Referring expression data
——————————

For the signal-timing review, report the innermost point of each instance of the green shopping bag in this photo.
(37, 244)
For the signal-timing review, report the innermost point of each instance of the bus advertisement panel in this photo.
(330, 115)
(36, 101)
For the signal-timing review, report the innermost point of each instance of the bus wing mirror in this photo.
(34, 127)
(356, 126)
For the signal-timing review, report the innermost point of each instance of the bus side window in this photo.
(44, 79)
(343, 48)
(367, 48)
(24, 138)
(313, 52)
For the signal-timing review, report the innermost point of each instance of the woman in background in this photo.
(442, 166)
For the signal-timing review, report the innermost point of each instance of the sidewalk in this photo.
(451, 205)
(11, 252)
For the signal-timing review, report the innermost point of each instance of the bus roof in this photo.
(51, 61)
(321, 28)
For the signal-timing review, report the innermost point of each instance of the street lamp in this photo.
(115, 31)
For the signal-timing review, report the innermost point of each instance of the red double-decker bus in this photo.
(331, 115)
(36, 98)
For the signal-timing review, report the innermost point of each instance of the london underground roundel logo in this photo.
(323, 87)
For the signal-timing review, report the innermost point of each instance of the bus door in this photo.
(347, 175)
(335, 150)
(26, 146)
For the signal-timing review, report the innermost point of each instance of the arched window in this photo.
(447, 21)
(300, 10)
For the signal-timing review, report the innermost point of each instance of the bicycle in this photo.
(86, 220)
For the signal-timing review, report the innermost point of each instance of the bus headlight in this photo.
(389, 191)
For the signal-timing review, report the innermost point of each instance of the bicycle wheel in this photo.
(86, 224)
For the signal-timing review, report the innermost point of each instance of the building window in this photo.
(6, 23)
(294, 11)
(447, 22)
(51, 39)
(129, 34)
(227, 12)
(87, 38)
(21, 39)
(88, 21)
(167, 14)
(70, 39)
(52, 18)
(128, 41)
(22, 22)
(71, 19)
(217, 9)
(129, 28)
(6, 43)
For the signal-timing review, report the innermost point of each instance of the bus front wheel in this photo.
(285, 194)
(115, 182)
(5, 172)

——————————

Go through the records and repeat each one exactly as written.

For the signal-timing review, report the innermost point of each instance of the green shopping bag in this photo.
(37, 244)
For the signal-timing review, report the innermost point of each instance of the bus advertisement panel in this photo.
(330, 115)
(36, 101)
For the signal-timing review, report the innermost point of each instance of the bus wing mirror in this photo.
(34, 127)
(356, 126)
For the signal-timing review, report the innermost point of each instance of the bus side window in this photo.
(44, 79)
(343, 48)
(367, 48)
(24, 138)
(313, 52)
For the signal-timing review, report the innermost point of each instance of the woman in background in this photo.
(442, 166)
For the signal-timing review, report the innermost point of each instance of the sidewalk in this photo.
(451, 205)
(11, 252)
For the signal-timing review, report the innermost point of each instance of the bus roof in this photo.
(51, 61)
(321, 28)
For the signal-timing review, report the innermost point of each instance of the street lamp in this photo.
(115, 31)
For the signal-timing review, report the innermost point of each instance of the red double-decker bus in this photo.
(331, 115)
(36, 98)
For the signal-timing review, report the innermost point of each instance of the london underground roundel logo in this photo.
(323, 87)
For the signal-timing review, report the innermost point of each instance of the bus door in this photo.
(347, 175)
(335, 150)
(26, 146)
For the signal-timing review, report the innermost point of each instance of the arched window in this photo.
(447, 21)
(300, 10)
For the signal-timing review, report the innermost point of each instance of the bicycle in this photo.
(86, 220)
For the signal-timing review, report the innermost point of each instance of the bus headlight in this photo.
(389, 191)
For the signal-timing review, report the innermost point of each instance of the bicycle wheel in this photo.
(86, 224)
For the signal-timing review, report the innermost point of each instance of the building window in this photo.
(6, 23)
(294, 11)
(447, 22)
(51, 39)
(129, 34)
(227, 12)
(87, 38)
(21, 39)
(88, 21)
(167, 14)
(70, 39)
(52, 18)
(128, 41)
(22, 22)
(71, 19)
(217, 9)
(129, 28)
(6, 43)
For the signal-timing review, report the innermost point of each instance of the bus front wheel in this photo.
(285, 194)
(115, 182)
(5, 172)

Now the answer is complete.